# START OF Text

RELIGST 152: Buddhism and the Family

What do we owe our parents? This course centers how Buddhist authors in Cambodia and Vietnam have wrestled with questions of debt and gratitude in the family. We will begin with the Indian and Chinese antecedents that shaped ideals of filial piety in the region of Southeast Asia formerly known as "Indochina." The core of our readings and discussions will engage classical Khmer and Vietnamese literature in translation, including the verse novels "A Child Called Dream" and "The Tale of Kieu." The course will close with Asian American celebrations and critiques of filial piety. Our aim throughout the quarter will be to complicate contemporary views on familial debts by charting a specific religious and literary history in Southeast Asia.

# END OF Text

Set problem 1: Write out the course description in full, word for word.

# START OF Dataset entries

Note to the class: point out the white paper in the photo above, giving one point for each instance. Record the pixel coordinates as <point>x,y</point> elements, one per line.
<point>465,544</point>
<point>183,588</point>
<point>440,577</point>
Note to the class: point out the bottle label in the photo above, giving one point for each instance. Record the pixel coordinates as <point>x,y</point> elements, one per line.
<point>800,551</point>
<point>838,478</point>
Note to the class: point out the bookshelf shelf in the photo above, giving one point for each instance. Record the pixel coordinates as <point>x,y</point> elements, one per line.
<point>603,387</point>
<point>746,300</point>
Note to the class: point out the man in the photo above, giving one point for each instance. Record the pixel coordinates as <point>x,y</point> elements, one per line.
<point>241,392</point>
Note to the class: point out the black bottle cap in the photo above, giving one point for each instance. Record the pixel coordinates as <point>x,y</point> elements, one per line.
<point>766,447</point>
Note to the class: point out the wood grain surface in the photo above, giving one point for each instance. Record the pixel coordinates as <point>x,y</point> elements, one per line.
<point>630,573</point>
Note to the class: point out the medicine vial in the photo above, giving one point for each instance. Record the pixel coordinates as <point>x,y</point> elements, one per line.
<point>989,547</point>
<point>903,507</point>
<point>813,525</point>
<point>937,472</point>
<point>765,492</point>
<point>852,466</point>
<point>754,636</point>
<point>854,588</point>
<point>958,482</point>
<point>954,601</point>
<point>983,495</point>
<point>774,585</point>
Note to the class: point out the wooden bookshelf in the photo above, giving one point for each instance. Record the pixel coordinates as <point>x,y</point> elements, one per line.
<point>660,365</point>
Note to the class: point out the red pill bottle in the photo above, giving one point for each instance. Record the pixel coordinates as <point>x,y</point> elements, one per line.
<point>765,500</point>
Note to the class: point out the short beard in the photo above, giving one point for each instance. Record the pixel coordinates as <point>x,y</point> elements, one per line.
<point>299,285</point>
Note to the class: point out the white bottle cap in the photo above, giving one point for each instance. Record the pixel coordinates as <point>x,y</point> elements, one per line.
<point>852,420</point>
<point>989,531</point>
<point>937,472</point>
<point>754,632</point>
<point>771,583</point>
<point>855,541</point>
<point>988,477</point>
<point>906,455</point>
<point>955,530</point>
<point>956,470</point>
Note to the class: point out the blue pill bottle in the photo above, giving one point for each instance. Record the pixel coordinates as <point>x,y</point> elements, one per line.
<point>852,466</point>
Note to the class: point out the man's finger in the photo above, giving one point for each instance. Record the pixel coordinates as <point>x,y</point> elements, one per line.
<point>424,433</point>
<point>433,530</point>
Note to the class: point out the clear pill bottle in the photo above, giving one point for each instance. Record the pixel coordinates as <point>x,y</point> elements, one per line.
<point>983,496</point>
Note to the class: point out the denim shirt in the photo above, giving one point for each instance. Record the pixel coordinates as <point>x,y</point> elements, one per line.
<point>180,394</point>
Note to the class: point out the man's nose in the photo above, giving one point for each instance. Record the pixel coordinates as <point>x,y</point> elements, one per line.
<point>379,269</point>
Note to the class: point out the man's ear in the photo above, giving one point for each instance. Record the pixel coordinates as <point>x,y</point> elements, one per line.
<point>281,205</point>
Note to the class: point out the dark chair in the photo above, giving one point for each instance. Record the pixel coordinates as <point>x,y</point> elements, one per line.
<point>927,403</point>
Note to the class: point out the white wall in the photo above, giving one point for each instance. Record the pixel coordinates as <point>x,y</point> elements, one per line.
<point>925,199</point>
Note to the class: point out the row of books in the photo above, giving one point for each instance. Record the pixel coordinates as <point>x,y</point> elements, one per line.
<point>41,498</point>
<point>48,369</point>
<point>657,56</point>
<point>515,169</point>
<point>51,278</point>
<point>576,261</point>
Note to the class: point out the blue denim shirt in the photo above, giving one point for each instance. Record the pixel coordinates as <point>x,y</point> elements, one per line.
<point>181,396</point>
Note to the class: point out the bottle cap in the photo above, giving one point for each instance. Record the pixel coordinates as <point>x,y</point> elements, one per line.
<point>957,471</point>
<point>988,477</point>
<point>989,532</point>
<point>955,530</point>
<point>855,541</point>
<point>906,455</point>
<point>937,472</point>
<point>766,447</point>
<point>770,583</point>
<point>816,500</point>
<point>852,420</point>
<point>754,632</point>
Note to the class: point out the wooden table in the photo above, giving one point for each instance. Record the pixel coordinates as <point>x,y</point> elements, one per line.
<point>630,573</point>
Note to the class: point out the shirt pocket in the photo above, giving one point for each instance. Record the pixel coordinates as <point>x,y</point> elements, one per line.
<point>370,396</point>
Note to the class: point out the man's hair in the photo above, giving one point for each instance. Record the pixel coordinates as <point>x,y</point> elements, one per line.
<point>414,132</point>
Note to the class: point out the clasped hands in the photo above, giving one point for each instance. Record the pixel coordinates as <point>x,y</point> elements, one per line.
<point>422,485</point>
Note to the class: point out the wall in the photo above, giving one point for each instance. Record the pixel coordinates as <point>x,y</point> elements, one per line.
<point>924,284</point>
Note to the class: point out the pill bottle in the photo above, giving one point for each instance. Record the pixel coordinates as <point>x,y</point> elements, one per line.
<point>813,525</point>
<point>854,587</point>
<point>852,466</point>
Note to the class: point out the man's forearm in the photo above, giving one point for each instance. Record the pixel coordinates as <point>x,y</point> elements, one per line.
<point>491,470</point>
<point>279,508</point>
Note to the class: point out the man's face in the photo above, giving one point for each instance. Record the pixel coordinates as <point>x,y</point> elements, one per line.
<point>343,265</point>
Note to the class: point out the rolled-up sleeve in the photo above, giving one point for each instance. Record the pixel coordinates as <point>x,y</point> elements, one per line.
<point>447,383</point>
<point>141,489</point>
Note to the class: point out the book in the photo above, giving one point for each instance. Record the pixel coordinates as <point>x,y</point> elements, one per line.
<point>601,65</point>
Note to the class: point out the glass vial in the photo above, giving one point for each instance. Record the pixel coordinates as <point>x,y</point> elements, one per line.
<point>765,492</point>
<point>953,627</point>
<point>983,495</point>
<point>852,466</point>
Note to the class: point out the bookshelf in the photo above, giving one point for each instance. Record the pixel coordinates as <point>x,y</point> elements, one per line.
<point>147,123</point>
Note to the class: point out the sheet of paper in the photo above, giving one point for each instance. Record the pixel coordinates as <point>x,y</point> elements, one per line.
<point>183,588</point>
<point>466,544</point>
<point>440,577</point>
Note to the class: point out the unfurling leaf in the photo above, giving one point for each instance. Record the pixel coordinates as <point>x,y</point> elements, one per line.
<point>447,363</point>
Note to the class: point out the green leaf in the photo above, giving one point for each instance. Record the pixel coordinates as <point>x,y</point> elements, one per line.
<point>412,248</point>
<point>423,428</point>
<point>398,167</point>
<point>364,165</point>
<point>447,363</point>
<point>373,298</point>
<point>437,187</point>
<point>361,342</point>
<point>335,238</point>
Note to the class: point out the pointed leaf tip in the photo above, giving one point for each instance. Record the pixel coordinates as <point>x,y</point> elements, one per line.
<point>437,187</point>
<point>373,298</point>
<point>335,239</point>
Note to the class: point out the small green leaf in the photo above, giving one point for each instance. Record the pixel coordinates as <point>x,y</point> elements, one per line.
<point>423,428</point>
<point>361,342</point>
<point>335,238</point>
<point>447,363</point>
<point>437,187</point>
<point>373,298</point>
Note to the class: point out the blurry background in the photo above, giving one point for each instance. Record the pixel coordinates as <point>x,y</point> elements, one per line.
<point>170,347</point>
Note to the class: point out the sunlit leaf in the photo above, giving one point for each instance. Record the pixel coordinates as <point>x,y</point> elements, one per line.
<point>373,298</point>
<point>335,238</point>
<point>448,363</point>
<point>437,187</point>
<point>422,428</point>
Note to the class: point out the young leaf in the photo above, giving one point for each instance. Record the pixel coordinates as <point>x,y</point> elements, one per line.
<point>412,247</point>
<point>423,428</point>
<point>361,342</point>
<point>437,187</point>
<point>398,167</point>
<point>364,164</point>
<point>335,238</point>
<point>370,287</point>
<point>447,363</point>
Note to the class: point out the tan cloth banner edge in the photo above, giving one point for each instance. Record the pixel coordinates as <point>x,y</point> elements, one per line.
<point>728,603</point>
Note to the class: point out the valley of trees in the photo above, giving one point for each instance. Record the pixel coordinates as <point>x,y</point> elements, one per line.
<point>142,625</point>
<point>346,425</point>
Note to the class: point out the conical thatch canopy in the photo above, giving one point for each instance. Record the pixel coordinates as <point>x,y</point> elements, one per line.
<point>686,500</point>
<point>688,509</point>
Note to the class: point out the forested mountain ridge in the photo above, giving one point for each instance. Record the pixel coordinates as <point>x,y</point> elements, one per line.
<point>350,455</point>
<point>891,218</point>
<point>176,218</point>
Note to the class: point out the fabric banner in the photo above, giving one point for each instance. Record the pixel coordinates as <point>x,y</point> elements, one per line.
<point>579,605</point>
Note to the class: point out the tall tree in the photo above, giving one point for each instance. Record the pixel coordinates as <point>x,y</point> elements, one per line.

# END OF Dataset entries

Set problem 2: Reproduce the entries verbatim, starting at the line that contains "Note to the class: point out the tan" and ending at the final line of the entries.

Complete output 1:
RELIGST 152: Buddhism and the Family

What do we owe our parents? This course centers how Buddhist authors in Cambodia and Vietnam have wrestled with questions of debt and gratitude in the family. We will begin with the Indian and Chinese antecedents that shaped ideals of filial piety in the region of Southeast Asia formerly known as "Indochina." The core of our readings and discussions will engage classical Khmer and Vietnamese literature in translation, including the verse novels "A Child Called Dream" and "The Tale of Kieu." The course will close with Asian American celebrations and critiques of filial piety. Our aim throughout the quarter will be to complicate contemporary views on familial debts by charting a specific religious and literary history in Southeast Asia.

Complete output 2:
Note to the class: point out the tan cloth banner edge in the photo above, giving one point for each instance. Record the pixel coordinates as <point>x,y</point> elements, one per line.
<point>728,603</point>
Note to the class: point out the valley of trees in the photo above, giving one point for each instance. Record the pixel coordinates as <point>x,y</point> elements, one per line.
<point>142,625</point>
<point>346,425</point>
Note to the class: point out the conical thatch canopy in the photo above, giving one point for each instance. Record the pixel coordinates as <point>x,y</point> elements, one per line.
<point>686,500</point>
<point>688,509</point>
Note to the class: point out the forested mountain ridge in the photo above, giving one point for each instance. Record the pixel coordinates as <point>x,y</point> elements, one per line.
<point>350,455</point>
<point>891,218</point>
<point>176,218</point>
Note to the class: point out the fabric banner in the photo above, giving one point for each instance. Record the pixel coordinates as <point>x,y</point> elements, one per line.
<point>579,605</point>
Note to the class: point out the tall tree in the photo above, giving one point for each instance. Record the pixel coordinates as <point>x,y</point> elements, one per line.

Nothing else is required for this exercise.